**WHAT IS ASKED**
Reproduce the passage of the email access interview from "Tripod: What are" to "of these opportunities.", changing "school systems" to "public libraries".

## start SUPPLIED TEXT

Tripod: Your study talks a lot about the importance of "universal access" to email. There are lots of things that people do or don't have universal access to. Why, exactly, is this important?
TB: What we're arguing there is that email is not like a commodity or a gadget, where we've grown to expect socio-economic stratification among owners of, say, hi-tech electronic things. Rather, we're saying that it's much much more like a means for accessing information, communicating and exchanging ideas, voluntary associations, civic organizations, political activity and, eventually, economic advantage. So it's really quite a means, and if people are cut off from the means to participate in these kinds of activities, it really has a negative impact on society as a whole. Conversely, if people are able to engage in these activities, you would expect considerable benefits, not the least of which are economic advantages, through organizations -- and government services as well, by the way -- that want to move some of their efforts on-line and get rid of the paper processing.
Tripod: So it's more like access to roads or to public transportation...
TB: Yes. Right, it's more like that than getting a fancy car. That's what we don't like about the "two cars in every garage" metaphor. It's like, "A driveway and an on-ramp, please, to the National Information Infrastructure."
Tripod: What are some of the factors which are currently hindering access to email?
TB: One big one is cost. Even school systems that were polled as to whether they would like to use the Internet and on-line access to library materials as part of their educational materials -- they just can't afford it. And this is true, also, in many cases for individuals in the bottom quartile, particularly, in income distribution in the United States. They're having significant difficulties taking advantage of any of these opportunities.
Other barriers, of course, are education and training. Even in large businesses with well-educated employees, it's been shown to be disastrous to simply throw these technologies at them without providing a lot of specific training as to what it can be used for and how -- and then providing technical support and follow-up.
Tripod: How would you see it working? What would a national email infrastructure with universal access look like?
TB: We envision that it involves, first of all, a number of access devices, not any one particular kind. The picture that people tend to have in their mind is of a high-end PC at home, and that probably is ideal. But as you know a number of companies have announced that they're coming out with cheap network access devices. I think Oracle and Sun are among them. The idea being that you don't have to have a whole hard disk memory, and a lot of purchased and installed software -- you should be able to have just a network access device that, fairly straightforwardly, helps us select whatever software you need to get what you want to get at and rent it to you for a short period of time. Now this, of course, would shift costs from device to service, and it's not clear how that would play out.

## end SUPPLIED TEXT
## start EXTRACTED MATERIAL

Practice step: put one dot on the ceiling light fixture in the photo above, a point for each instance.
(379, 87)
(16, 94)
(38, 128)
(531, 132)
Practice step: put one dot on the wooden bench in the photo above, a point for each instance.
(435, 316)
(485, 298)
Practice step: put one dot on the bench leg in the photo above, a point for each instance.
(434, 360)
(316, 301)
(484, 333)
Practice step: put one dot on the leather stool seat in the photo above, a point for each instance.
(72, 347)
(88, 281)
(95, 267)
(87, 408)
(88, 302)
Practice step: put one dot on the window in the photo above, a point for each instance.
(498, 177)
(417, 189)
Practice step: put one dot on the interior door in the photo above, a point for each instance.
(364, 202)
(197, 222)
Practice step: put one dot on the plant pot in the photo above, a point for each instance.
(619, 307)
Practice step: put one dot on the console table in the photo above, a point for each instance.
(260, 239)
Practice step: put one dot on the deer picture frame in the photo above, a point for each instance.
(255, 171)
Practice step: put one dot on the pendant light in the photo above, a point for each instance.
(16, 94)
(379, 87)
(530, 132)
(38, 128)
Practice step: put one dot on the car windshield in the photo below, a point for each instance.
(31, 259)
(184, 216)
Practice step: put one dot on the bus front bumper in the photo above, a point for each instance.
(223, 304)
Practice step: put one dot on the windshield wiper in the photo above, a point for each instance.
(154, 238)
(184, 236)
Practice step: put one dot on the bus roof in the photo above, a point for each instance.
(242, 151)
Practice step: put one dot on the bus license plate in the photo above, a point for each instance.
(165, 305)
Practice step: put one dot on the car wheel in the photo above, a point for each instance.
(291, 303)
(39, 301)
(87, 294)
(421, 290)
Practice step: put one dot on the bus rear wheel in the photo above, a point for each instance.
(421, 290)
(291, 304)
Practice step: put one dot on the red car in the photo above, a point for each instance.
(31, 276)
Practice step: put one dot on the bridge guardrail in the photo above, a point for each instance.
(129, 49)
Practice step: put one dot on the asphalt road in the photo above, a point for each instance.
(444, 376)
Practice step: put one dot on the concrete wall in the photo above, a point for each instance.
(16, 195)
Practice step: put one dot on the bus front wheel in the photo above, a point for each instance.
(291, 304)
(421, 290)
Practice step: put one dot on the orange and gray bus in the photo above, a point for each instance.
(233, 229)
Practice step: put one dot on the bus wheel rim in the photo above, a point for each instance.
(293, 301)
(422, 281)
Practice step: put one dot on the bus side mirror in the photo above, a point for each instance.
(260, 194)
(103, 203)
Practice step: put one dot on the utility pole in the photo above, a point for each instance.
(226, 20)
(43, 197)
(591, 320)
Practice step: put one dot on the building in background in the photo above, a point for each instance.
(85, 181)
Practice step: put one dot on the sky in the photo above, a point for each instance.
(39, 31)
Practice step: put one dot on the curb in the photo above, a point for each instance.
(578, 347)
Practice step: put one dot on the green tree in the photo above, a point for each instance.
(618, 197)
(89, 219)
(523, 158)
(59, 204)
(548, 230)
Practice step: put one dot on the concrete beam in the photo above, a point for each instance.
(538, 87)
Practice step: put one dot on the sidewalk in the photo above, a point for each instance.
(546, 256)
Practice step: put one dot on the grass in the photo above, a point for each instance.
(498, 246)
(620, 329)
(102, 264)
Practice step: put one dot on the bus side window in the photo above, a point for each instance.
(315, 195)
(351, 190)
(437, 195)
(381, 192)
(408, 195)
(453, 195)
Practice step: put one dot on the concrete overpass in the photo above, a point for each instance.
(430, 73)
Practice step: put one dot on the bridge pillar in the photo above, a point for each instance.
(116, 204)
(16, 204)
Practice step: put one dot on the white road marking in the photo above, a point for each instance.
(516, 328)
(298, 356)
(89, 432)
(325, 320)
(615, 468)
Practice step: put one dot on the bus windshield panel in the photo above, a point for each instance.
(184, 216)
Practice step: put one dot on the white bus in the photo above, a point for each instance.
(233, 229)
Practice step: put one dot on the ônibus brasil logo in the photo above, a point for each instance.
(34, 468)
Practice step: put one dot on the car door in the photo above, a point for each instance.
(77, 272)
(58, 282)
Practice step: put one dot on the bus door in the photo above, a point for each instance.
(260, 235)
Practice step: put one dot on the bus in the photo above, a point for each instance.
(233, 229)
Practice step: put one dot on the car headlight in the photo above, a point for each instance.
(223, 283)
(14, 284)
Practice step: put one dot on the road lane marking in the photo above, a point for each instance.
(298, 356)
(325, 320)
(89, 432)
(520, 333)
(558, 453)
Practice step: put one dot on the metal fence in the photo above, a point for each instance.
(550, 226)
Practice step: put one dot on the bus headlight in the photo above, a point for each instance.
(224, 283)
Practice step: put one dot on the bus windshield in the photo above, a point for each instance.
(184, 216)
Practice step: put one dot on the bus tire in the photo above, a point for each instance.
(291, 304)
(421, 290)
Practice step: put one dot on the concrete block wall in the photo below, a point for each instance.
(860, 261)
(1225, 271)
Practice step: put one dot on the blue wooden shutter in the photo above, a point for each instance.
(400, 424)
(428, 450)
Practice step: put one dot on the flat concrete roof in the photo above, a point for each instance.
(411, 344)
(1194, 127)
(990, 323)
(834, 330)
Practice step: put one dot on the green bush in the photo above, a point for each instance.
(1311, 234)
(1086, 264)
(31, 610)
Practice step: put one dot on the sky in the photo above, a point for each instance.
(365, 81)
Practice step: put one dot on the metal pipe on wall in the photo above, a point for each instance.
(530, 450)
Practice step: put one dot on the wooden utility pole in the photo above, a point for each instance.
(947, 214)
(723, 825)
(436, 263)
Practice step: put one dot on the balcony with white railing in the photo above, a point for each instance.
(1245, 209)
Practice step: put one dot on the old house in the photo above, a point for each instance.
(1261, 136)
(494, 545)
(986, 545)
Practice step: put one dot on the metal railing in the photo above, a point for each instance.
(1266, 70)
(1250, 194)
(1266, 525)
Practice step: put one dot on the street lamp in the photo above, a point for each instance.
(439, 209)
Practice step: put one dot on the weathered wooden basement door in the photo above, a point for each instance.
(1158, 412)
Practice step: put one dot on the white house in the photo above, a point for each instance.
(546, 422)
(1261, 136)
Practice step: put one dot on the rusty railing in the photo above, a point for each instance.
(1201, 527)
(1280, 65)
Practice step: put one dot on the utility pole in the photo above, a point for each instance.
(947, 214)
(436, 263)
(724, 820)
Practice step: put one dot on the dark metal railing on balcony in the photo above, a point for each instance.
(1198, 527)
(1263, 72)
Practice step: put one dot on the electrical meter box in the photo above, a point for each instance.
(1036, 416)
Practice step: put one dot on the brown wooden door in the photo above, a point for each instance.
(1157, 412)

## end EXTRACTED MATERIAL

**CORRECT RESULT**
Tripod: What are some of the factors which are currently hindering access to email?
TB: One big one is cost. Even public libraries that were polled as to whether they would like to use the Internet and on-line access to library materials as part of their educational materials -- they just can't afford it. And this is true, also, in many cases for individuals in the bottom quartile, particularly, in income distribution in the United States. They're having significant difficulties taking advantage of any of these opportunities.